◆ **TRECHO DA PÁGINA**
━━━

A função da roupa vai além da funcionalidade do vestuário, ela envolve a forma como nos relacionamos com o mundo e como nos expressamos através da materialidade. As roupas não são apenas artefatos utilitários, mas manifestações de nossa identidade, história e experiência sensorial. Em A Vida Sensível, Emanuele Coccia explora a ideia de que a existência não se limita ao interior do ser, mas se estende aos objetos e meios que nos cercam, tornando o sensível um componente essencial da vida. Já em La Vita delle Forme. Filosofia del Reincanto (sem edição no Brasil), Coccia e Alessandro Michele aprofundam a noção de que a moda não é apenas um reflexo cultural ou social, mas uma linguagem própria, capaz de transformar e ressignificar a forma como habitamos o tempo e o espaço.


"A moda é um meio através do qual a vida se liberta e se reinventa, enquanto a filosofia é o instrumento que permite que o pensamento se manifeste em diversas formas. Assim, uma peça de roupa pode ser tanto um objeto físico quanto um suporte para a expressão de ideias e conceitos."

O conceito de "vida sensível", conforme apresentado por Emanuele Coccia, sugere que os viventes não existem apenas dentro de si, mas também nos meios que os circundam. Dessa forma, roupas, calçados e acessórios são parte fundamental da construção de nossa identidade e expressão. A relação entre moda e filosofia destaca-se nesse contexto. A moda é um meio através do qual a vida se liberta e se reinventa, enquanto a filosofia é o instrumento que permite que o pensamento se manifeste em diversas formas. Assim, uma peça de roupa pode ser tanto um objeto físico quanto um suporte para a expressão de ideias e conceitos. Esse paralelismo entre moda e filosofia desafia preconceitos históricos que separaram as artes mecânicas das artes liberais, uma distinção que marginalizou trabalhos manuais como a costura e a pintura em relação às formas "mais nobres" de expressão intelectual.


A evolução da moda também pode ser compreendida a partir de uma perspectiva histórica. Durante séculos, as roupas refletiram a posição social, o gênero e a profissão dos indivíduos. No entanto, com as transformações sociais e culturais, a vestimenta passou a ser um meio de subversão e experimentação, permitindo que os indivíduos transcendam categorias fixas de identidade. A moda contemporânea possibilita não apenas a autoexpressão, mas também a ressignificação do tempo e da história. O conceito de contemporaneidade abordado por Giorgio Agamben reforça essa ideia, ao destacar que ser verdadeiramente contemporâneo significa não coincidir perfeitamente com o presente, mas sim abrir espaço para novas possibilidades temporais.

━━━

◆ **MATERIAL FORNECIDO**
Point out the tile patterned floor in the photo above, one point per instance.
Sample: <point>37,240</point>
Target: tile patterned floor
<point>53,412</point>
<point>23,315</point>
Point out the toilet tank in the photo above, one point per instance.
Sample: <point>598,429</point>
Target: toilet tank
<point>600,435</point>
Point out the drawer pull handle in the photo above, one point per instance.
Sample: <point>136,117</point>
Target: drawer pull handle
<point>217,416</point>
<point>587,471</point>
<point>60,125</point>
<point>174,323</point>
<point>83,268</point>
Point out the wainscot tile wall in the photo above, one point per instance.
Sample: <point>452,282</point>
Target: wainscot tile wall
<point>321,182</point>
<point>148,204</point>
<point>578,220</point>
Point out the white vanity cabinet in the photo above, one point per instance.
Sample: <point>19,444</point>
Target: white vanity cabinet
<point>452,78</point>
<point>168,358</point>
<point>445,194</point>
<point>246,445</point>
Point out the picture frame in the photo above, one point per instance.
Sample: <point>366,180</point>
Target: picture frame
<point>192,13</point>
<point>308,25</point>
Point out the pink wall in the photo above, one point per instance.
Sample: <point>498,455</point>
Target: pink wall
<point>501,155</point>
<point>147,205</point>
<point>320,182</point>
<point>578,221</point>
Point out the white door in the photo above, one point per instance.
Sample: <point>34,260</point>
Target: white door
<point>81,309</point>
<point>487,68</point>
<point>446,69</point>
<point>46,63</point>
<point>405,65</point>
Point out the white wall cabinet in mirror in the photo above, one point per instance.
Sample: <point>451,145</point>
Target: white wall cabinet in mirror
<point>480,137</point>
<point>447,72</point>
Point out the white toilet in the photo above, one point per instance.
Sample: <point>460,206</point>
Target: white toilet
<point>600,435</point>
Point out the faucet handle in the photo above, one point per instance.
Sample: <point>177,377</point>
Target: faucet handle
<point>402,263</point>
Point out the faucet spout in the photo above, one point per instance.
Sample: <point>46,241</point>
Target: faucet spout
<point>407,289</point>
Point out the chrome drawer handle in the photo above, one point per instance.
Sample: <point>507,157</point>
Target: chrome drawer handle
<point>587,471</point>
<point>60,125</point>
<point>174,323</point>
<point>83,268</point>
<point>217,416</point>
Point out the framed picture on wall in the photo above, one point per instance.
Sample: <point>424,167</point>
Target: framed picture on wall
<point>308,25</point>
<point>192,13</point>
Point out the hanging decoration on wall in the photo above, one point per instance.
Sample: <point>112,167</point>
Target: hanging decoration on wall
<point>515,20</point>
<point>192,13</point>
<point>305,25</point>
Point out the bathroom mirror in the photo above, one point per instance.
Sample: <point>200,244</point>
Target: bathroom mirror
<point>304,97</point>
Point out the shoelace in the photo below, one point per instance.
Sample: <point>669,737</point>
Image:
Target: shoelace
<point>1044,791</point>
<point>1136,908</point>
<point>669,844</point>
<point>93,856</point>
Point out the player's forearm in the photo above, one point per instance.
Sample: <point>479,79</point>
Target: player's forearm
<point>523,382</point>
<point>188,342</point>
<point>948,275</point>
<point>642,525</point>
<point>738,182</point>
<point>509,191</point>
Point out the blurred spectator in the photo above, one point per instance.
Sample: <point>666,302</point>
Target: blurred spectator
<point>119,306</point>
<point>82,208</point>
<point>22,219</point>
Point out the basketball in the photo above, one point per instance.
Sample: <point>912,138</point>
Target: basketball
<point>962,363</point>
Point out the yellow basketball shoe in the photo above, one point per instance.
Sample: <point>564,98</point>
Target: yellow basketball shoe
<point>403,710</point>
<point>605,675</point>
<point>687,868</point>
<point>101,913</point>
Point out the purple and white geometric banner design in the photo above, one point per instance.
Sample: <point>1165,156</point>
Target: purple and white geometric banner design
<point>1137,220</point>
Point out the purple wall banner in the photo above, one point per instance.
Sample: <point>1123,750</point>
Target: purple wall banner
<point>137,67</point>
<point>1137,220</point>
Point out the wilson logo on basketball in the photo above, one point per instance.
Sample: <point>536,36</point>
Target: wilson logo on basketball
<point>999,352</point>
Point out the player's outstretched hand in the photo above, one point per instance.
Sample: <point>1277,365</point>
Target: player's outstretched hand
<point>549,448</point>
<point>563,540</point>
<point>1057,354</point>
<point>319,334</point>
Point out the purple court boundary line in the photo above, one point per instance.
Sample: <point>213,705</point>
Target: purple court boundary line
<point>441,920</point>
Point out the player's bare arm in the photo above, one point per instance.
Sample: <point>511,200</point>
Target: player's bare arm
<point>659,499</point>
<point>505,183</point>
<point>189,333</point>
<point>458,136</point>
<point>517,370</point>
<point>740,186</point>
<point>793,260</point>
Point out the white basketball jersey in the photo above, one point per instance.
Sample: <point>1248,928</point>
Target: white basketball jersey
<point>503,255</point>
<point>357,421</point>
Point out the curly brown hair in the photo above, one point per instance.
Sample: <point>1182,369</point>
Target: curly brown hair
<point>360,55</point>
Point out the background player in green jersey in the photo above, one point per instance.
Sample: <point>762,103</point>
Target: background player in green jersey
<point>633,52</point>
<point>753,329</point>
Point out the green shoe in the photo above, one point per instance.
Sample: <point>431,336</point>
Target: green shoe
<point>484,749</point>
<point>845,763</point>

━━━

◆ **O QUE FAZER**
(1) No trecho sobre moda e filosofia, quem escreveu La Vita delle Forme junto com Emanuele Coccia?
(2) Dê continuidade ao trecho sobre moda e filosofia, começando depois da última frase.
Esse material vem de outra fonte, sem relação com o trecho.

◆ **RESPOSTAS POR TAREFA**
(1) Alessandro Michele.

(2)
O poder de transformação da roupa


Segundo Coccia e Michele, a repetição na moda é um elemento essencial. Ao longo do tempo, as formas e estilos se repetem, mas essa repetição não é meramente cíclica; ela permite a reinvenção e a ressignificação. Criar roupas ou definir um estilo pessoal torna-se, assim, um exercício semelhante à prática de místicos que repetem gestos e palavras até esvaziá-los de significado original, abrindo espaço para novas interpretações.


"Se os animais passam por metamorfoses naturais, os seres humanos fazem isso através das roupas, assumindo novas identidades ao vestir determinadas peças. "

A "troca de pele" é outro aspecto fundamental. A moda possibilita transformações que seriam impossíveis apenas com a biologia. Se os animais passam por metamorfoses naturais, os seres humanos fazem isso através das roupas, assumindo novas identidades ao vestir determinadas peças. Essa dimensão animista da moda permite uma troca simbólica entre o ser e o mundo, criando novas formas de interação e compreensão.


Por fim, a moda pode ser entendida como uma espécie de "medicina sensível", um meio de cura e transformação do ser. Assim como a alquimia buscava a transfiguração dos elementos, a moda oferece a possibilidade de renovação constante da identidade, permitindo que o indivíduo experimente diferentes formas de existir no mundo. Mais do que um instrumento de estética ou consumo, a roupa é apresentada como um espaço de reflexão, liberdade e potencial criativo, reforçando a ideia de que o corpo humano não é apenas um organismo, mas um campo de alianças e significados que se expandem através das vestimentas.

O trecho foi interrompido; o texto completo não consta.